=== Section Start ===

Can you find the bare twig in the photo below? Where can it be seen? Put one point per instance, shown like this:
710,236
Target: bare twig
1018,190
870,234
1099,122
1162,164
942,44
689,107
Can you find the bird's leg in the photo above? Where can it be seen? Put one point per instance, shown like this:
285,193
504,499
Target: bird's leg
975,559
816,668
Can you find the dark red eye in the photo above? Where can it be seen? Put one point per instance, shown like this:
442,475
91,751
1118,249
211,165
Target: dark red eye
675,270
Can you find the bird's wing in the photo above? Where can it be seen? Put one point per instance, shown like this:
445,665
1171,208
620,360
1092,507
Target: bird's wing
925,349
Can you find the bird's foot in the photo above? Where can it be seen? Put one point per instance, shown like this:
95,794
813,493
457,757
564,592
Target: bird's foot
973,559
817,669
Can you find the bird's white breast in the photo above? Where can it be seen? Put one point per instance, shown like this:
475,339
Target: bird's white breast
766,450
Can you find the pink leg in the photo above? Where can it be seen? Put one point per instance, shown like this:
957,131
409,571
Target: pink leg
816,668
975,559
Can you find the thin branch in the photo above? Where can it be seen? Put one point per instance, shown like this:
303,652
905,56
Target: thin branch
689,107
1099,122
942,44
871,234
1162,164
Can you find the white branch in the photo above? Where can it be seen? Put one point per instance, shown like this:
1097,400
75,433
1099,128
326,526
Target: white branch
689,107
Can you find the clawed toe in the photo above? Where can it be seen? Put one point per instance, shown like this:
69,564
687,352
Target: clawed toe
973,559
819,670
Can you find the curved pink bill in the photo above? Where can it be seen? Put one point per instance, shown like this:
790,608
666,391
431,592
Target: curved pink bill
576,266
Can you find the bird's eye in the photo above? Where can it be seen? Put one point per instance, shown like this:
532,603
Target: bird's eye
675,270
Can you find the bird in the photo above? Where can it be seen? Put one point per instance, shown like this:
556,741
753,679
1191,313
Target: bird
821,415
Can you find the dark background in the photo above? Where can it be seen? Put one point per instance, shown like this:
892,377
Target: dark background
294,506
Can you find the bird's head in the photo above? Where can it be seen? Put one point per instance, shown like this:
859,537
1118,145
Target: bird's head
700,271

=== Section End ===

• Required work:
Print only the lines from the one with "Can you find the white" to the end of the records, both included.

• Reply to the exercise:
Can you find the white branch in the photo above? Where can it be seen? Put one point per instance, shown like this:
1097,400
75,433
1099,128
326,526
Target: white branch
689,107
Can you find the clawed toe in the photo above? Where can it be seen? Put one point per instance, shown like this:
69,564
687,352
Target: clawed toe
973,559
819,670
Can you find the curved pink bill in the photo above? Where can it be seen? Put one point per instance, shown like this:
790,608
666,391
431,592
Target: curved pink bill
576,266
Can you find the bird's eye in the photo above? Where can it be seen? Put one point per instance, shown like this:
532,603
Target: bird's eye
675,270
Can you find the bird in the photo above? Where can it be seen? Put one point per instance, shown like this:
556,741
753,679
1191,313
Target: bird
821,415
Can you find the dark background in the photo above? Where can it be seen? Put one point per instance, shown like this:
892,377
Target: dark background
294,506
Can you find the bird's head in the photo above? Where can it be seen? Put one point per instance, shown like this:
859,537
1118,145
Target: bird's head
700,271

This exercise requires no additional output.